DATA SUPPLIED —
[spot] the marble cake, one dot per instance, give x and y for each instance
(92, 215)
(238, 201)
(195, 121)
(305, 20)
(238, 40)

EXERCISE BRIEF —
Print each line of the data exactly as it was written.

TASK RESULT —
[spot] the marble cake, one dot per instance, give x and y for each instance
(92, 215)
(238, 201)
(195, 121)
(305, 20)
(238, 40)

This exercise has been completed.